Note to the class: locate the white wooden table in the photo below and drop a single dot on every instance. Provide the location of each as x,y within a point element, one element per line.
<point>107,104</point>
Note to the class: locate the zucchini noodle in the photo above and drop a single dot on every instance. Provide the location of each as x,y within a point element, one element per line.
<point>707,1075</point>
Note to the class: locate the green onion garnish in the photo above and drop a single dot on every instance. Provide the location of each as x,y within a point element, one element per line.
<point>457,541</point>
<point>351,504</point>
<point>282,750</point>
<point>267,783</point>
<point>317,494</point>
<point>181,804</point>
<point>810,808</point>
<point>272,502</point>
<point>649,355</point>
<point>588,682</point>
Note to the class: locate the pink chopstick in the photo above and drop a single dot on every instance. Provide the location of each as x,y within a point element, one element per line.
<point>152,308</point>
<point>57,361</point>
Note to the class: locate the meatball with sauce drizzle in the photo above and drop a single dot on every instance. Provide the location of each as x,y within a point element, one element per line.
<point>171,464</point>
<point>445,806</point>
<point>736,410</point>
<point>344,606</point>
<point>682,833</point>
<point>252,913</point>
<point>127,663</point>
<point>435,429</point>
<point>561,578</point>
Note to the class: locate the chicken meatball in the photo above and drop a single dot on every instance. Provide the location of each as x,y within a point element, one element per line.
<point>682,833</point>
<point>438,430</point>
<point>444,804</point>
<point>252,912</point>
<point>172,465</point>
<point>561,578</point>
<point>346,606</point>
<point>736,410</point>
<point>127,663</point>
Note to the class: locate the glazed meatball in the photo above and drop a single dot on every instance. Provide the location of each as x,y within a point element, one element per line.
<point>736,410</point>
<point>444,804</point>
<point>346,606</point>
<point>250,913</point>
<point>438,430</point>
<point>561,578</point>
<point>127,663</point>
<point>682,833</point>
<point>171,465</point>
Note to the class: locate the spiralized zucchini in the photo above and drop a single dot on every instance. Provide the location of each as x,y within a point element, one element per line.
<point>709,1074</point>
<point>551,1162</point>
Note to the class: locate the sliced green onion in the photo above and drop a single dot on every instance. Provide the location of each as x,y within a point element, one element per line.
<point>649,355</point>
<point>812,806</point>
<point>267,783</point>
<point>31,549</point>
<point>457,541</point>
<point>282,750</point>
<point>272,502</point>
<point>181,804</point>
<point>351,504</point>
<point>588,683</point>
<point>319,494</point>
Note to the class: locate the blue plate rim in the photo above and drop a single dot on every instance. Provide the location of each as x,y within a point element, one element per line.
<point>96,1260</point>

* **Aim of the task**: If a line appears above, it belongs in your answer, printed exactly.

* **Task solution**:
Note to the class: locate the white wooden table in the photo below and drop a single dot on every instance. Provide the location of each as x,y within a point element, one element per line.
<point>107,104</point>
Note to the class: locate the zucchini noodle in the photo above and drop a single dot on every instance. Provide the location of each as x,y within a point element, one element per line.
<point>707,1075</point>
Note to the class: locate the green onion garnish in the photo above and drop a single dot on every instance. Provide the location of each as x,y within a point element, one element per line.
<point>457,541</point>
<point>351,504</point>
<point>282,750</point>
<point>267,783</point>
<point>317,494</point>
<point>181,804</point>
<point>810,808</point>
<point>272,502</point>
<point>649,355</point>
<point>588,682</point>
Note to the class: locate the pink chopstick in the photo above and drop a single dot on every instance. Provide the location of each as x,y within a point element, one element per line.
<point>152,308</point>
<point>57,361</point>
Note to the class: locate the meatball with sauce drizzle in the photo above and drop a single dot on every instance. Provide the location of each as x,y within a point element, one element per line.
<point>171,464</point>
<point>445,806</point>
<point>736,410</point>
<point>344,606</point>
<point>682,833</point>
<point>252,913</point>
<point>127,663</point>
<point>435,429</point>
<point>561,578</point>
Note to the class: locate the chicken meatball in the photo above and drop a single dot on every instance. Provide the location of each as x,y within a point element, one element per line.
<point>682,833</point>
<point>438,430</point>
<point>444,804</point>
<point>252,912</point>
<point>172,465</point>
<point>561,578</point>
<point>346,606</point>
<point>736,410</point>
<point>127,663</point>
Note to the class: locate the glazed meatball in the photo above and drop a single dot on every instance. Provide the location of each as x,y within a point element, one element per line.
<point>736,410</point>
<point>444,804</point>
<point>346,606</point>
<point>250,913</point>
<point>438,430</point>
<point>561,578</point>
<point>127,663</point>
<point>682,833</point>
<point>171,465</point>
Note to the class: locate the spiralized zucchini in the photo above and drop a single dot on every instance. Provide the location of each as x,y within a point element, one element per line.
<point>709,1074</point>
<point>551,1162</point>
Note to the class: locate the sliced green onion in the photo above and drop a single dot on every instance. Provide the location of each as x,y within a point element, one element per line.
<point>649,355</point>
<point>812,806</point>
<point>267,783</point>
<point>31,549</point>
<point>457,541</point>
<point>282,750</point>
<point>272,502</point>
<point>181,804</point>
<point>351,504</point>
<point>588,683</point>
<point>319,494</point>
Note to the class: locate the blue plate rim in the photo above and drop a single dot on every instance. Provide the location of each as x,y within a point element, one element per line.
<point>96,1260</point>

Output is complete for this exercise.